» Recorded data
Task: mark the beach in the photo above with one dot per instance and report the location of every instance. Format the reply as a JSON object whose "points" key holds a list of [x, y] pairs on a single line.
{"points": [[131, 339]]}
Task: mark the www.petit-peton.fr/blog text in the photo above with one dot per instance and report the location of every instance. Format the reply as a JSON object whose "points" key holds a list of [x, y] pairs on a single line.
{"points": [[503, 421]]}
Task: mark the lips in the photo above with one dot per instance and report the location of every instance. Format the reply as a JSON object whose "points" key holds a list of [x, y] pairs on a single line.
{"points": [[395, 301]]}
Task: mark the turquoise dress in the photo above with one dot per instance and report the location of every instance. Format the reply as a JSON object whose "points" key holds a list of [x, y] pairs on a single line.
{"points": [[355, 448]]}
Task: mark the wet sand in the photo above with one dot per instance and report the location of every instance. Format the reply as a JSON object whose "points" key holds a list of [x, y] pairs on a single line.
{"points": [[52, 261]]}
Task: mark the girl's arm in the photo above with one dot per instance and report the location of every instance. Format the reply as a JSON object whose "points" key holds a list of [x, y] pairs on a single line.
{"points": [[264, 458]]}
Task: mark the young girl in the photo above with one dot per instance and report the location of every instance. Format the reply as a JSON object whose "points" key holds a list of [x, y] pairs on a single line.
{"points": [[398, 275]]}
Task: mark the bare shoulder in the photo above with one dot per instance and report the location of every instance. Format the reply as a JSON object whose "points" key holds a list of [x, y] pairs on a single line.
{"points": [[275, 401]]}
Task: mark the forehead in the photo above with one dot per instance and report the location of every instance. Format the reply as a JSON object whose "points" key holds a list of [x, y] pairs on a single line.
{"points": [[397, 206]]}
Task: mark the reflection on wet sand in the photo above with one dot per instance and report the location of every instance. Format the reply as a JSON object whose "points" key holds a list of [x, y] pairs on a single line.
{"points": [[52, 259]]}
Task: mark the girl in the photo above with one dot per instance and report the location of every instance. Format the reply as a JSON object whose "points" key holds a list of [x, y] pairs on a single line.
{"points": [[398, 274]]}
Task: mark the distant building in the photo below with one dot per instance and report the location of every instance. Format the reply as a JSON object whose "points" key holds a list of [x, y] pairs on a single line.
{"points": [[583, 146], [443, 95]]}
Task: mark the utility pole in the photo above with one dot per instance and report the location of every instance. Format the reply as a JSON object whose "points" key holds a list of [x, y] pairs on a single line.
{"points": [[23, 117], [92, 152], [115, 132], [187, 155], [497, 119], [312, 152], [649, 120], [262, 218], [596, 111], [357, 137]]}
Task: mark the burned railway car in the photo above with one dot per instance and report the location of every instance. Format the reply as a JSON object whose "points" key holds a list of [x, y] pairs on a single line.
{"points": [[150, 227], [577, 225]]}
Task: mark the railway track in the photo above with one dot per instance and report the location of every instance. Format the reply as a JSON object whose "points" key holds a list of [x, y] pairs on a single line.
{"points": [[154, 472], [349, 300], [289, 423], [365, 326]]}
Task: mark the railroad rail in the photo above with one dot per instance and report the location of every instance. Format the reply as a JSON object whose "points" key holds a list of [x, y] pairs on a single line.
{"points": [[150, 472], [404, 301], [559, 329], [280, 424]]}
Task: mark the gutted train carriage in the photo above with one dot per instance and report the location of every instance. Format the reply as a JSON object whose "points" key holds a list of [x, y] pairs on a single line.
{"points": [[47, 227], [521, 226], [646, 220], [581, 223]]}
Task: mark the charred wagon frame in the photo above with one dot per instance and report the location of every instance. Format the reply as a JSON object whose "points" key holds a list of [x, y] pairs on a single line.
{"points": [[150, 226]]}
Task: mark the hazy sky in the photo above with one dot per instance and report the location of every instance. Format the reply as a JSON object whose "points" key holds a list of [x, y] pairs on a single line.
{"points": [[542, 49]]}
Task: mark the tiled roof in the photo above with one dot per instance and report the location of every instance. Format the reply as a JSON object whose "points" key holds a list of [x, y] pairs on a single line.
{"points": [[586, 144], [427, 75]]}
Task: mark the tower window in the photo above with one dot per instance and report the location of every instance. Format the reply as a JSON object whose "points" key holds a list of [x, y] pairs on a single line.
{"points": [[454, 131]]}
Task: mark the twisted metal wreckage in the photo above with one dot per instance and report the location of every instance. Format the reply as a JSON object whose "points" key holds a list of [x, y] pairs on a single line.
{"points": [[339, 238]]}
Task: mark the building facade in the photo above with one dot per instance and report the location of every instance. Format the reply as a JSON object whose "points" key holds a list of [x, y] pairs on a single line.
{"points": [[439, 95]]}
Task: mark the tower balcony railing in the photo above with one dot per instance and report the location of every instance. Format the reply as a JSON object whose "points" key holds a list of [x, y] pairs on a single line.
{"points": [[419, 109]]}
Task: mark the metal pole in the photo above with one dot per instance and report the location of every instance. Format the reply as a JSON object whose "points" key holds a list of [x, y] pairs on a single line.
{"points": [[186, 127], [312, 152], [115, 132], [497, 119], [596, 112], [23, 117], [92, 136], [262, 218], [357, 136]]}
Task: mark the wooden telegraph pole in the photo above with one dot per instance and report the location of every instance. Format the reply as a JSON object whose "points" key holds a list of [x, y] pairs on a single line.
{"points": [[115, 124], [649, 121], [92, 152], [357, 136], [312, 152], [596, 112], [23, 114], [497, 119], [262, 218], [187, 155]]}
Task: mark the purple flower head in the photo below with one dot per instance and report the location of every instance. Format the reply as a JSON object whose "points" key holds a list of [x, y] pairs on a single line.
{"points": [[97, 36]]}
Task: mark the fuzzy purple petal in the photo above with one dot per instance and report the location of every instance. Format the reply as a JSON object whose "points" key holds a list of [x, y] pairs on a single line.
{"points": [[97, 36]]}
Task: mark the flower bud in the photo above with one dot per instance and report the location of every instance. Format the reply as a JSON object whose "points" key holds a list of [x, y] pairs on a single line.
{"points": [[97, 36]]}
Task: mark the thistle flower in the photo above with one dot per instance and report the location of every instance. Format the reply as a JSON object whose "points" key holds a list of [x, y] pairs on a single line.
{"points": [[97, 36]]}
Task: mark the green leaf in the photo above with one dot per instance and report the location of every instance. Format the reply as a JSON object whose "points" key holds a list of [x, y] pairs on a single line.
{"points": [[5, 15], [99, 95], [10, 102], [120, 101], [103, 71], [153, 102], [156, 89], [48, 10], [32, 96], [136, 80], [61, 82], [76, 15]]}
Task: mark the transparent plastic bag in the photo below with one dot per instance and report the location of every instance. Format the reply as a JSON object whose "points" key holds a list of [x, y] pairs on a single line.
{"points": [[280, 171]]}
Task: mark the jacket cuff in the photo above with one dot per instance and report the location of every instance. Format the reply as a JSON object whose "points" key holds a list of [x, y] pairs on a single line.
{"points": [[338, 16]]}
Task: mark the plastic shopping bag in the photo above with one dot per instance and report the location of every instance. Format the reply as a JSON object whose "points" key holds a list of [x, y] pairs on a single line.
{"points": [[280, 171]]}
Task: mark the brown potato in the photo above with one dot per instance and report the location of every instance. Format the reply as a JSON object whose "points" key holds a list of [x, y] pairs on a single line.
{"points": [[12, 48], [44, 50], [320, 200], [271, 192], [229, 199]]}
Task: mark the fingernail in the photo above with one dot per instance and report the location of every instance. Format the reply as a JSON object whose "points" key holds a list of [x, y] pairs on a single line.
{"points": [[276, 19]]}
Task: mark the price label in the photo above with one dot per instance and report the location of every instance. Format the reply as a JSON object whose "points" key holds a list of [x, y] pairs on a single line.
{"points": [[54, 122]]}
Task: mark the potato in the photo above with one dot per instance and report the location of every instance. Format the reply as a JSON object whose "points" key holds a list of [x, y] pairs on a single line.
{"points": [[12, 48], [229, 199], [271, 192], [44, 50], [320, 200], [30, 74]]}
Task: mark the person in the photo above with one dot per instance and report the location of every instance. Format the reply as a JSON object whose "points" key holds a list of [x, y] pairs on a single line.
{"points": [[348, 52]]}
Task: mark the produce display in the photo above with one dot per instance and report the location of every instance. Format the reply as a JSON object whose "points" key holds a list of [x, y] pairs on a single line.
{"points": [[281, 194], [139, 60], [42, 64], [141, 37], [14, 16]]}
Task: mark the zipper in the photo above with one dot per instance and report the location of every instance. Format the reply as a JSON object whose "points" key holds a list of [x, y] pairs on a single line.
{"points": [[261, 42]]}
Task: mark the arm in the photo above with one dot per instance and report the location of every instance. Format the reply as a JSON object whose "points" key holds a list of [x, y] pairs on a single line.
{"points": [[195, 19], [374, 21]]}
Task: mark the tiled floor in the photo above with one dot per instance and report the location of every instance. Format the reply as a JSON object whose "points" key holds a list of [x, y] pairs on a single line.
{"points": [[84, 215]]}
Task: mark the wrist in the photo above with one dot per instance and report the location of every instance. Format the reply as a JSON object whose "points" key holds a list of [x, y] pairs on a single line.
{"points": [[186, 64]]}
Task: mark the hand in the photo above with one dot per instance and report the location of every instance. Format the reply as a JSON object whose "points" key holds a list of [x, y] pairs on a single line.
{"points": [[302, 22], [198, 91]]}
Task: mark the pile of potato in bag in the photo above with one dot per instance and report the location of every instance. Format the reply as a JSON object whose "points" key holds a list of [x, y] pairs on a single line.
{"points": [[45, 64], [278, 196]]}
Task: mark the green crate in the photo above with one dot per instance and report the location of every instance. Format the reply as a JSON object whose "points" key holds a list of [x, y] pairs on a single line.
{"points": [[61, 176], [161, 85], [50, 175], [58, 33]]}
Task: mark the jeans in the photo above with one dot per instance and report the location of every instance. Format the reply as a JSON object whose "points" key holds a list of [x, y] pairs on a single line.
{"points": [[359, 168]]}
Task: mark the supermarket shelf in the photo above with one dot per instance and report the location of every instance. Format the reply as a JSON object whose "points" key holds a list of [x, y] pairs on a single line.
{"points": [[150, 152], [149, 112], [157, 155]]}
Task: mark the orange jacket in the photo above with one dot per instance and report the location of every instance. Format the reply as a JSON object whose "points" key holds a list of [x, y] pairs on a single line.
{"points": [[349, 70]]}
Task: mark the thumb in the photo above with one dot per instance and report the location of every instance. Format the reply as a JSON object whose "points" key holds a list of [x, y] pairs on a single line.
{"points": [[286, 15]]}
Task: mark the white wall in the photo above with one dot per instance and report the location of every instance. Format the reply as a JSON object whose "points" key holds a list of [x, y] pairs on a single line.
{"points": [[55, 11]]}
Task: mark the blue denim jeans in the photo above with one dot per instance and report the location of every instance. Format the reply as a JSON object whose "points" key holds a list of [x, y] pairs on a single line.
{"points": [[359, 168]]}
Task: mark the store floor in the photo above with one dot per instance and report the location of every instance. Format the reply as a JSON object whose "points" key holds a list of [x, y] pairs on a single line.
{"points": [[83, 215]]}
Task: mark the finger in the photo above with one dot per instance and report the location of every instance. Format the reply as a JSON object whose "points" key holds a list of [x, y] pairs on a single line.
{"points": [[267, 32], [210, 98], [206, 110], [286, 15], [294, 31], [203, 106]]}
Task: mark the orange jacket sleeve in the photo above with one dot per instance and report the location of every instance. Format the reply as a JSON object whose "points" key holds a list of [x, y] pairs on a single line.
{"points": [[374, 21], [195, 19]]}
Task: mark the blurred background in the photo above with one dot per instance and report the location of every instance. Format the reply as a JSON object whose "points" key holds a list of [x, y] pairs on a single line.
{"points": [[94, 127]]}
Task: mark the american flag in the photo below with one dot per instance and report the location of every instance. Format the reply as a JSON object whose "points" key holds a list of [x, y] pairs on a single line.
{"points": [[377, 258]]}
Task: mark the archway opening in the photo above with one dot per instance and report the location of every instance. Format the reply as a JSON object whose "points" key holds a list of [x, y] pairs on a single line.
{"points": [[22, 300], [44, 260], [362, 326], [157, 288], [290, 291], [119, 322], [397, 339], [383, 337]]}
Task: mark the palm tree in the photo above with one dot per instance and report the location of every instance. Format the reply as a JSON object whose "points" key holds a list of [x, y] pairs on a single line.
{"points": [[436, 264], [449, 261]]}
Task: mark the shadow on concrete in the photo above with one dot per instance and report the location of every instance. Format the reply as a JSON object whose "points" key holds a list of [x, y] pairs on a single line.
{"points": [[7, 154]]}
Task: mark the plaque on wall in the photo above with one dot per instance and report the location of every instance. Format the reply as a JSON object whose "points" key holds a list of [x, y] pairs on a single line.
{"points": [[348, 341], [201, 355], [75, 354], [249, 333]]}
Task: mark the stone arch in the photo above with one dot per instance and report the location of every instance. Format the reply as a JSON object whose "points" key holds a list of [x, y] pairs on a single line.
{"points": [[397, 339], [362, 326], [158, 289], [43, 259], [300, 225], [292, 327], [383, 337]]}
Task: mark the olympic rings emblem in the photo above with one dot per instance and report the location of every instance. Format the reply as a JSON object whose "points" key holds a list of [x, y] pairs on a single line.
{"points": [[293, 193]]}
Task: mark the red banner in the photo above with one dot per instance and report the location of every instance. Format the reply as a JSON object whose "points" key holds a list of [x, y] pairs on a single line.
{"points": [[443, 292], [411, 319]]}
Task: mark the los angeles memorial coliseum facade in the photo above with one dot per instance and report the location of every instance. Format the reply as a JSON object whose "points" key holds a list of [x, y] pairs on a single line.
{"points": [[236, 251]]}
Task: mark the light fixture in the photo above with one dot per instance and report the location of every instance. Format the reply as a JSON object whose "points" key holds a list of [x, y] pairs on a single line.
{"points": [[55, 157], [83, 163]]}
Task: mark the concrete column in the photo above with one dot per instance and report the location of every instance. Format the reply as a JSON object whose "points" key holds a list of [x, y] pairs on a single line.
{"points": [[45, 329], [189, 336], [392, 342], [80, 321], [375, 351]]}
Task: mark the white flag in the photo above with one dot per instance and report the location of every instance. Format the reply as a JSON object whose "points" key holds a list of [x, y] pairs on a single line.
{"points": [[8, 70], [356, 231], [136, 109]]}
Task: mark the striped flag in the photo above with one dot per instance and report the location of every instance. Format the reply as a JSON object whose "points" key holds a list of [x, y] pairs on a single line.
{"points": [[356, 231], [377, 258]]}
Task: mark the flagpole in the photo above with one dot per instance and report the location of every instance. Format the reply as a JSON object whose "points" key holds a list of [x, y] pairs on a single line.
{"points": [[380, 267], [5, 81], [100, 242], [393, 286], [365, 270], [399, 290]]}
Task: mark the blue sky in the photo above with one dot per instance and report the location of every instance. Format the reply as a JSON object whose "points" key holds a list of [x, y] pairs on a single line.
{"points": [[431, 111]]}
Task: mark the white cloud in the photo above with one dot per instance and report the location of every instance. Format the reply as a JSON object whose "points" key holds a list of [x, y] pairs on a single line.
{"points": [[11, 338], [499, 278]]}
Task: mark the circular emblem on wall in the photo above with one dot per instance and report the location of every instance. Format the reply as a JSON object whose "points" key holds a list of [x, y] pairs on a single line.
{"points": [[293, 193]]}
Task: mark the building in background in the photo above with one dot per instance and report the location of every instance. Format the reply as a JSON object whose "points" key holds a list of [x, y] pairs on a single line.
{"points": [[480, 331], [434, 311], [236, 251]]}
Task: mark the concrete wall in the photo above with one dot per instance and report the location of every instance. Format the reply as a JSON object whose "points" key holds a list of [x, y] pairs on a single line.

» What the exercise asks
Write out, word for word, every line from the one containing "Task: mark the white cloud" through the last line of the records above.

» Solution for this problem
Task: mark the white cloud in the photo above with one dot per instance and report the location of every instance. Format the reply as a JSON object whose "points" key holds a list of [x, y] pairs on a single line.
{"points": [[11, 338], [499, 278]]}
Task: mark the circular emblem on wall in the photo above with one dot per instance and report the location of every instance. Format the reply as a JSON object whose "points" key holds a list of [x, y] pairs on a single line.
{"points": [[293, 193]]}
Task: mark the building in background in the photo above with one dot per instance and report the location of every instance. Format the reply as a JSON object whose "points" key holds a list of [x, y] pairs on a single line.
{"points": [[480, 331], [434, 311], [236, 251]]}
Task: mark the concrete wall in the photo above with one dot per instance and report the location of every instance. Format the reply as a JSON object whose "points" key holds a list of [x, y] pairs on a single line.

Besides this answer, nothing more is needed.